The final legislation, which included many amendments, moderated portions of the bill the Senate had previously sought to harden.
The House must concur before it goes to the governor.
“Disruptions are impeding both the ability of teachers to teach and the ability of students to learn,” said state Sen. Charles Perry, R-Lubbock, who shepherded the bill in the Senate. “We have attempted to draft a bill that achieves the goals of both the House and the Senate.”
The latest version of House Bill 6 would allow schools to place students in in-school suspensions for as long as they see appropriate, so long as principals review the placement every 10 days. Students facing in-school suspension still complete schoolwork in a different classroom on school grounds. The bill clarifies that those students must be under the supervision of faculty.
The legislation also amends current law that requires schools to send students who are caught vaping to alternative education settings, a strict environment that often leans on computer-based work and is in a different building. The House wanted to repeal the law altogether. The Senate’s version gives schools flexibility to hand students caught with a vape less severe consequences if it is their first offense.
━━━━━━
Given task A. In the excerpt on school discipline, how often must principals review a student's in-school suspension placement?
Given task B. Duplicate the stretch of the excerpt on school discipline from "The legislation also" through "their first offense.".
The lines after this excerpt on school discipline are separate material.

Excerpted records.
━━━━━━
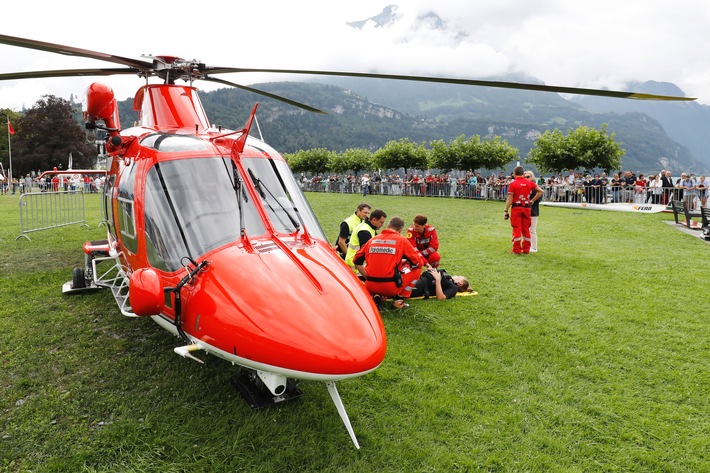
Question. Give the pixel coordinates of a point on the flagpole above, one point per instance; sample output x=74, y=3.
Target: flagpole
x=9, y=152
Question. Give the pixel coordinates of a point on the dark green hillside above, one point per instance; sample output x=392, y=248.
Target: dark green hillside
x=430, y=113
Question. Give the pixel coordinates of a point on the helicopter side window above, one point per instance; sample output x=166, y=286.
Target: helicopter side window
x=126, y=217
x=107, y=203
x=192, y=207
x=287, y=208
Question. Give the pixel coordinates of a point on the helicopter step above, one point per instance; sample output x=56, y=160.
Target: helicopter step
x=253, y=387
x=82, y=279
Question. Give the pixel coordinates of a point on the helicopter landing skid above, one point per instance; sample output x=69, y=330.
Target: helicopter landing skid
x=257, y=395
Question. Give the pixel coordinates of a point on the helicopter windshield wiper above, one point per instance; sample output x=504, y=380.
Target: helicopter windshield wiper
x=240, y=193
x=261, y=187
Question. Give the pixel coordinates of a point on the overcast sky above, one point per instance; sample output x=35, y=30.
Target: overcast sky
x=600, y=44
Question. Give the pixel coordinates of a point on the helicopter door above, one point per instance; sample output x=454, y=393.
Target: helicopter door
x=125, y=217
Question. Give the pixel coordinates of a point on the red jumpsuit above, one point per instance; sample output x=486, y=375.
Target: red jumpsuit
x=521, y=189
x=427, y=243
x=384, y=254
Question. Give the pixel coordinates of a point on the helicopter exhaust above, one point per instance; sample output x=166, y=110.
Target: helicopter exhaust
x=275, y=383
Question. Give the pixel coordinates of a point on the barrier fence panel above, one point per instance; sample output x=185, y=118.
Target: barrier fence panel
x=499, y=191
x=45, y=210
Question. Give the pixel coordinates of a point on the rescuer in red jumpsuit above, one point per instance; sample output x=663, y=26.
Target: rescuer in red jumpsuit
x=423, y=237
x=519, y=192
x=380, y=261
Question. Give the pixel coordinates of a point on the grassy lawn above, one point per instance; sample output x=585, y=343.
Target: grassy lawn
x=591, y=355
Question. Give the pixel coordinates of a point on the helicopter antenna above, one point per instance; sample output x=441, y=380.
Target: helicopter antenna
x=258, y=128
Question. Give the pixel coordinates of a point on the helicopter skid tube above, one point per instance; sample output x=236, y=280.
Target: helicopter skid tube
x=275, y=379
x=168, y=324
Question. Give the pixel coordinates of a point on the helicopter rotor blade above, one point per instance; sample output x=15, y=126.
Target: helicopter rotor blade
x=266, y=94
x=72, y=51
x=145, y=68
x=67, y=73
x=480, y=83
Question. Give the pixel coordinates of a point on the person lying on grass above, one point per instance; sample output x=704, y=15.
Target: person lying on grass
x=439, y=284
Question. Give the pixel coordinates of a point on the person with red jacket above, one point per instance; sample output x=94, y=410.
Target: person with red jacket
x=519, y=198
x=423, y=237
x=390, y=264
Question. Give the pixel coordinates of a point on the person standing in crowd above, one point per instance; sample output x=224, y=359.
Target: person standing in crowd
x=390, y=264
x=365, y=184
x=362, y=233
x=534, y=214
x=424, y=238
x=703, y=187
x=655, y=185
x=687, y=186
x=667, y=186
x=348, y=225
x=519, y=200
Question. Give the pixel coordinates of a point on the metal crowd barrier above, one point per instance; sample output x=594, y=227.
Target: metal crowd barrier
x=45, y=210
x=485, y=191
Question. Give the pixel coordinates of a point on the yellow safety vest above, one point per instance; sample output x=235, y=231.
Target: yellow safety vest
x=354, y=244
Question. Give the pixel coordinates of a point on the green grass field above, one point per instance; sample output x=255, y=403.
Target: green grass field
x=591, y=355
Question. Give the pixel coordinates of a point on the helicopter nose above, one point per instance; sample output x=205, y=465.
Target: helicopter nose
x=301, y=311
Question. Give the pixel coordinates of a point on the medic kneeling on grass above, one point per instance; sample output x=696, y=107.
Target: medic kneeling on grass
x=390, y=265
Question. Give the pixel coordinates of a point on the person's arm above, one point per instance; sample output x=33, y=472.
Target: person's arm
x=433, y=242
x=343, y=236
x=437, y=284
x=359, y=261
x=364, y=236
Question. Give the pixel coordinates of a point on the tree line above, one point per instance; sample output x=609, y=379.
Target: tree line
x=48, y=132
x=554, y=151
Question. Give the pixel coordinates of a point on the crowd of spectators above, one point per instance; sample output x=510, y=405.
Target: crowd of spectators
x=571, y=186
x=52, y=183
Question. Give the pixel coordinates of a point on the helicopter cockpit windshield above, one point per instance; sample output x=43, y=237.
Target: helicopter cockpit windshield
x=285, y=204
x=193, y=206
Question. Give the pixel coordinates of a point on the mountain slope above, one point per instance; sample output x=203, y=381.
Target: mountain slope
x=355, y=121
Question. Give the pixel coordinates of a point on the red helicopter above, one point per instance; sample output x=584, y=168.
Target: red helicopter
x=210, y=235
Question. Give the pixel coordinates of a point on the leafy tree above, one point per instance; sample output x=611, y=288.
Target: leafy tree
x=401, y=154
x=495, y=154
x=583, y=148
x=442, y=156
x=473, y=153
x=352, y=159
x=46, y=135
x=315, y=161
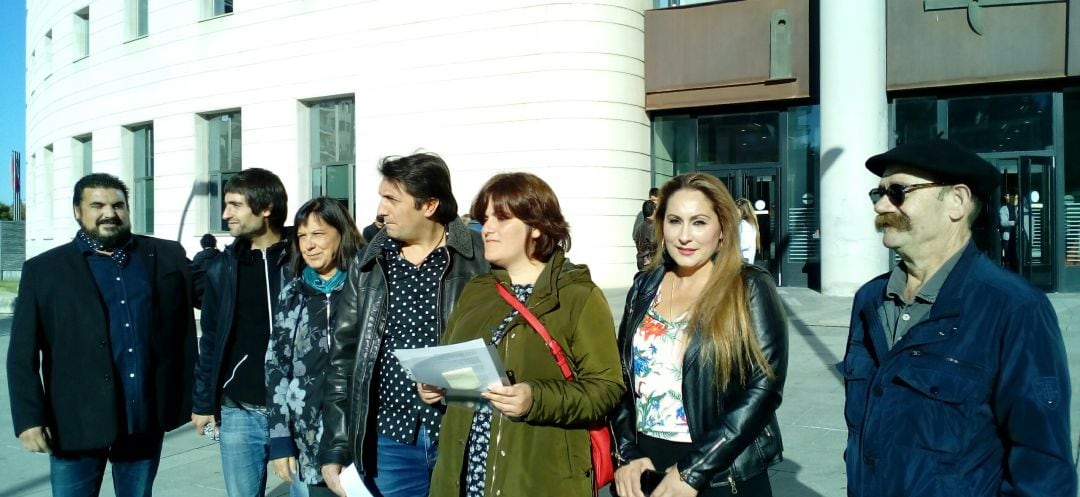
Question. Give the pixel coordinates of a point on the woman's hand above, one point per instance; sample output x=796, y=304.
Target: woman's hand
x=674, y=486
x=513, y=401
x=284, y=468
x=628, y=478
x=430, y=393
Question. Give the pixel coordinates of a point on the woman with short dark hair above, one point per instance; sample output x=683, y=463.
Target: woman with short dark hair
x=704, y=350
x=528, y=439
x=326, y=241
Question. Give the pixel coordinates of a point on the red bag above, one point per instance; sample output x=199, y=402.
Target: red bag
x=598, y=434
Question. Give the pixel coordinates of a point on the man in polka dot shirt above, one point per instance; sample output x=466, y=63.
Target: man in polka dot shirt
x=399, y=295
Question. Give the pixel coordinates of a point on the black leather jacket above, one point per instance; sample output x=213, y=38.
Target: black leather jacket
x=358, y=336
x=734, y=433
x=218, y=295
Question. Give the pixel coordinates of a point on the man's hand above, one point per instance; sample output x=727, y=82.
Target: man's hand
x=674, y=486
x=430, y=393
x=200, y=421
x=628, y=478
x=36, y=440
x=513, y=401
x=332, y=474
x=284, y=468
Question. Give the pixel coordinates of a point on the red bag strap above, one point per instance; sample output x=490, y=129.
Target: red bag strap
x=553, y=346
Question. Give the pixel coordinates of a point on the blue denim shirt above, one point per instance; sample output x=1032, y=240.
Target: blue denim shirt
x=125, y=292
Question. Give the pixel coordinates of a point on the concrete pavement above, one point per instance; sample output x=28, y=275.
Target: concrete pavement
x=811, y=416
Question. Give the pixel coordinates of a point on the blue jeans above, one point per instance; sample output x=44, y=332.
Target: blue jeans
x=134, y=461
x=245, y=453
x=399, y=465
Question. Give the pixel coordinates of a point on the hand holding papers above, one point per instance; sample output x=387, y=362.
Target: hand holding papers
x=462, y=370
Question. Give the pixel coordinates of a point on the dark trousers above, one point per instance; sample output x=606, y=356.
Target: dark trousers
x=134, y=461
x=664, y=454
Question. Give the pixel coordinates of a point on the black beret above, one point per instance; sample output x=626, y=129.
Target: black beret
x=944, y=161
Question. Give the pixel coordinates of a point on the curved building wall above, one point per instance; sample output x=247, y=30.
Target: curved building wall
x=547, y=86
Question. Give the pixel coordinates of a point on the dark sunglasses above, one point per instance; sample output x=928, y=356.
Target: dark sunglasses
x=896, y=192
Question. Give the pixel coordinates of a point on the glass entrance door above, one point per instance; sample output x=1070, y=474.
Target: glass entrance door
x=1025, y=218
x=1036, y=240
x=760, y=186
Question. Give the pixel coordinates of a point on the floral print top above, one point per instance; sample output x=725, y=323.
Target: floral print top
x=296, y=362
x=658, y=350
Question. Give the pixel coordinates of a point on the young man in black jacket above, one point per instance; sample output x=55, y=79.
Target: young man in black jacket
x=241, y=290
x=419, y=262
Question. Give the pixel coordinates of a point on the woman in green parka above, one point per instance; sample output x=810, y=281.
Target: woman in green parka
x=529, y=439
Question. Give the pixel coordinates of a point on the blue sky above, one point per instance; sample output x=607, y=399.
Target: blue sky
x=12, y=91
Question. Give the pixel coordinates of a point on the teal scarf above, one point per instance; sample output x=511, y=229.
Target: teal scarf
x=326, y=286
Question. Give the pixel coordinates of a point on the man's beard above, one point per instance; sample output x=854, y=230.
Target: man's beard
x=113, y=240
x=892, y=219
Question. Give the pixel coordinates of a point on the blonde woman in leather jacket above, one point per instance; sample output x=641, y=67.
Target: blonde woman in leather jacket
x=704, y=348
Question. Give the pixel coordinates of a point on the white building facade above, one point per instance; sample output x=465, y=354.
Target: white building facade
x=175, y=95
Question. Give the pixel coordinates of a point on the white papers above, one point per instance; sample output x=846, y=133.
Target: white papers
x=353, y=484
x=462, y=370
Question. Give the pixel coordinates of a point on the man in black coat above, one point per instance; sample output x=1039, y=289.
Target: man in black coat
x=103, y=348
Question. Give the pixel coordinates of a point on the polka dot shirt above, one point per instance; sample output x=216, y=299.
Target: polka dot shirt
x=412, y=323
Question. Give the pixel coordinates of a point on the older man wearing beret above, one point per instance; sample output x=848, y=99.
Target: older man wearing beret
x=955, y=372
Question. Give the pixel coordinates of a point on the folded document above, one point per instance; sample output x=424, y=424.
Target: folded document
x=462, y=370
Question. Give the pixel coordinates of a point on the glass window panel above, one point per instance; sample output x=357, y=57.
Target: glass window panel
x=82, y=32
x=88, y=156
x=1002, y=122
x=345, y=131
x=337, y=183
x=738, y=139
x=143, y=17
x=672, y=147
x=916, y=120
x=316, y=182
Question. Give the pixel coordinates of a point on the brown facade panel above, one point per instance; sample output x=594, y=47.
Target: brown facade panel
x=931, y=43
x=724, y=53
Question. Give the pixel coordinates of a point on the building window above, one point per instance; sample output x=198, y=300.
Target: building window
x=138, y=16
x=1002, y=122
x=48, y=51
x=82, y=156
x=142, y=199
x=82, y=32
x=745, y=138
x=225, y=159
x=216, y=8
x=333, y=149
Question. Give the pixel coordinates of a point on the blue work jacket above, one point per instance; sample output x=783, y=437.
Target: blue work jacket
x=973, y=401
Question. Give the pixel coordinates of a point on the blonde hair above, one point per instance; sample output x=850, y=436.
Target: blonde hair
x=721, y=313
x=746, y=213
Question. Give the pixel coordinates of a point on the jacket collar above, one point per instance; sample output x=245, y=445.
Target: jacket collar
x=948, y=305
x=279, y=250
x=557, y=272
x=458, y=239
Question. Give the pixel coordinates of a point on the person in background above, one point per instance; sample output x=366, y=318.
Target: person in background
x=956, y=375
x=238, y=305
x=103, y=347
x=373, y=229
x=640, y=217
x=208, y=251
x=750, y=237
x=399, y=295
x=645, y=236
x=297, y=358
x=528, y=439
x=704, y=350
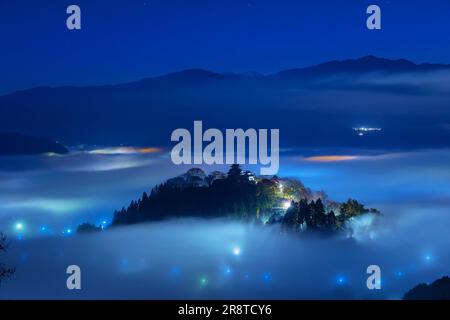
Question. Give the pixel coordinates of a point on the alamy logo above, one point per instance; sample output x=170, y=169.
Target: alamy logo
x=73, y=21
x=374, y=280
x=74, y=280
x=237, y=143
x=374, y=20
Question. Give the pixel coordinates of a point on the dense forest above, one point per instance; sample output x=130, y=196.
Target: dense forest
x=239, y=195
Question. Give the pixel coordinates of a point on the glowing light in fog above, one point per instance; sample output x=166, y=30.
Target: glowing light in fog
x=19, y=226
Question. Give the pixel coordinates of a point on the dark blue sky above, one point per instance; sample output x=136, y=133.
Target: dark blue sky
x=123, y=40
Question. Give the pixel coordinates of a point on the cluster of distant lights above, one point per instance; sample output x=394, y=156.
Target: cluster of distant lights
x=204, y=281
x=19, y=228
x=363, y=130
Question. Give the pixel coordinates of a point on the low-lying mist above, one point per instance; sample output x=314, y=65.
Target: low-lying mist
x=216, y=259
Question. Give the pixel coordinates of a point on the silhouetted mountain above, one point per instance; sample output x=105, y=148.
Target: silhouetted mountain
x=362, y=65
x=320, y=104
x=438, y=290
x=14, y=143
x=242, y=196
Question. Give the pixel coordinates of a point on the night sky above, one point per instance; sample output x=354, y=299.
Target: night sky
x=123, y=40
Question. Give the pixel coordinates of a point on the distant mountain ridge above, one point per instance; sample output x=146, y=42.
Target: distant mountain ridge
x=321, y=104
x=361, y=65
x=19, y=144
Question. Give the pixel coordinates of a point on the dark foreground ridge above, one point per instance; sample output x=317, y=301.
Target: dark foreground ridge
x=438, y=290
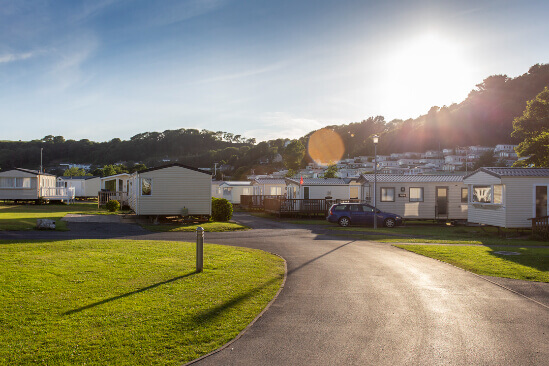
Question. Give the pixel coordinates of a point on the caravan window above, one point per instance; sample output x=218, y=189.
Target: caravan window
x=464, y=195
x=416, y=194
x=146, y=186
x=388, y=194
x=488, y=194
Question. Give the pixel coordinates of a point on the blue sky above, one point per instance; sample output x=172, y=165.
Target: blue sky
x=265, y=69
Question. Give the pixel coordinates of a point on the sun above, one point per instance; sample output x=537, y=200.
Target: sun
x=424, y=71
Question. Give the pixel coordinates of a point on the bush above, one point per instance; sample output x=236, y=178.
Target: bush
x=113, y=205
x=222, y=210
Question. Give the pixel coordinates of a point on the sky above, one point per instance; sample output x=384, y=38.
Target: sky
x=265, y=69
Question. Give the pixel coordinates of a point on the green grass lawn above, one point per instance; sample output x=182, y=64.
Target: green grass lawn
x=532, y=264
x=207, y=226
x=427, y=232
x=23, y=217
x=123, y=302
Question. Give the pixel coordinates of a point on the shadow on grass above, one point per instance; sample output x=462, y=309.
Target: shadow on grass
x=537, y=258
x=211, y=314
x=127, y=294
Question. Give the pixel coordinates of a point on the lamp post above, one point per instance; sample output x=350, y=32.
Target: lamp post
x=375, y=138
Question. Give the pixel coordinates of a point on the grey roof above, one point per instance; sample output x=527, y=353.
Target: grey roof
x=270, y=180
x=319, y=181
x=236, y=183
x=35, y=172
x=399, y=178
x=77, y=178
x=174, y=164
x=513, y=172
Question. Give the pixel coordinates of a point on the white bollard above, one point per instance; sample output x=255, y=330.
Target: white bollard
x=199, y=249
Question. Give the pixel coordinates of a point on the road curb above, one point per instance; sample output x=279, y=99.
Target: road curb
x=482, y=277
x=226, y=345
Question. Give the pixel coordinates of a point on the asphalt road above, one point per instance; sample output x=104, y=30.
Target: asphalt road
x=349, y=302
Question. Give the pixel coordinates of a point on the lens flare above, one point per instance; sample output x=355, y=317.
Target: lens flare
x=325, y=146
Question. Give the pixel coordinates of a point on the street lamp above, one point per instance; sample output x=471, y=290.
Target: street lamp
x=375, y=138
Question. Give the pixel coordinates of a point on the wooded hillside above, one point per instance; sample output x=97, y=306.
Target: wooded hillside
x=485, y=117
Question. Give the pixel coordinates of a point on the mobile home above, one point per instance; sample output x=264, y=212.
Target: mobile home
x=232, y=190
x=173, y=189
x=84, y=187
x=418, y=196
x=507, y=197
x=324, y=188
x=23, y=184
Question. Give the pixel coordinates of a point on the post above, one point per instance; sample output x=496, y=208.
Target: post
x=375, y=139
x=199, y=249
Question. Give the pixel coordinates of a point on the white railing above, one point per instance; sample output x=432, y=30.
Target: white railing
x=62, y=193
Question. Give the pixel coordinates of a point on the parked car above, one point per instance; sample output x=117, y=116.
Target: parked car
x=346, y=214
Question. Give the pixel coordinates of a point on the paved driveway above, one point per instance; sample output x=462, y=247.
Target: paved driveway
x=349, y=302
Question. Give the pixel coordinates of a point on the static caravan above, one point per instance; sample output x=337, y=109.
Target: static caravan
x=507, y=197
x=116, y=183
x=23, y=184
x=84, y=187
x=269, y=187
x=324, y=188
x=217, y=191
x=173, y=189
x=435, y=197
x=232, y=190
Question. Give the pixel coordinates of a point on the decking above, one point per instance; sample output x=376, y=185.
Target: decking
x=297, y=207
x=105, y=196
x=255, y=202
x=65, y=194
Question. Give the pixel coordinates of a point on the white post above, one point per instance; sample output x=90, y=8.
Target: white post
x=375, y=139
x=199, y=249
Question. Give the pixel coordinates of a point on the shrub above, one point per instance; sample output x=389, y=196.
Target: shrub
x=113, y=205
x=222, y=210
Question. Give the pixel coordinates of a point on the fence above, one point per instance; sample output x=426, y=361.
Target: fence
x=255, y=202
x=58, y=193
x=106, y=196
x=293, y=206
x=540, y=226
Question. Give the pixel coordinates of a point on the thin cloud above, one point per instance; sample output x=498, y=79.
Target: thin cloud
x=15, y=57
x=243, y=74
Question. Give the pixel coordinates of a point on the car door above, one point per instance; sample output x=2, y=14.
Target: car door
x=357, y=215
x=368, y=214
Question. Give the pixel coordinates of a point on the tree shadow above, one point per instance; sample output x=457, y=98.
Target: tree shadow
x=127, y=294
x=533, y=257
x=210, y=314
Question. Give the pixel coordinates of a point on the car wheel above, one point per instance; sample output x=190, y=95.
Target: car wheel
x=344, y=222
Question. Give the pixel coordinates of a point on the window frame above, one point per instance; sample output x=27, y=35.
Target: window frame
x=492, y=187
x=150, y=187
x=466, y=189
x=422, y=190
x=381, y=198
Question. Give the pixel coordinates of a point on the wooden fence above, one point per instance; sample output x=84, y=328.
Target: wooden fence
x=292, y=206
x=106, y=196
x=255, y=202
x=540, y=226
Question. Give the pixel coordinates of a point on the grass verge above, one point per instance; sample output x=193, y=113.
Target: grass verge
x=23, y=217
x=124, y=302
x=532, y=264
x=442, y=234
x=207, y=226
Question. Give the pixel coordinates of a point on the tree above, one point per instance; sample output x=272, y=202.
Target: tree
x=331, y=171
x=533, y=128
x=293, y=155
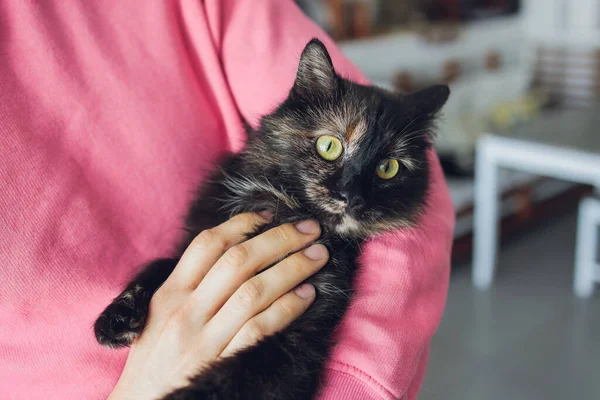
━━━━━━
Worked answer A. Every 10 days.

Worked answer B.
The legislation also amends current law that requires schools to send students who are caught vaping to alternative education settings, a strict environment that often leans on computer-based work and is in a different building. The House wanted to repeal the law altogether. The Senate’s version gives schools flexibility to hand students caught with a vape less severe consequences if it is their first offense.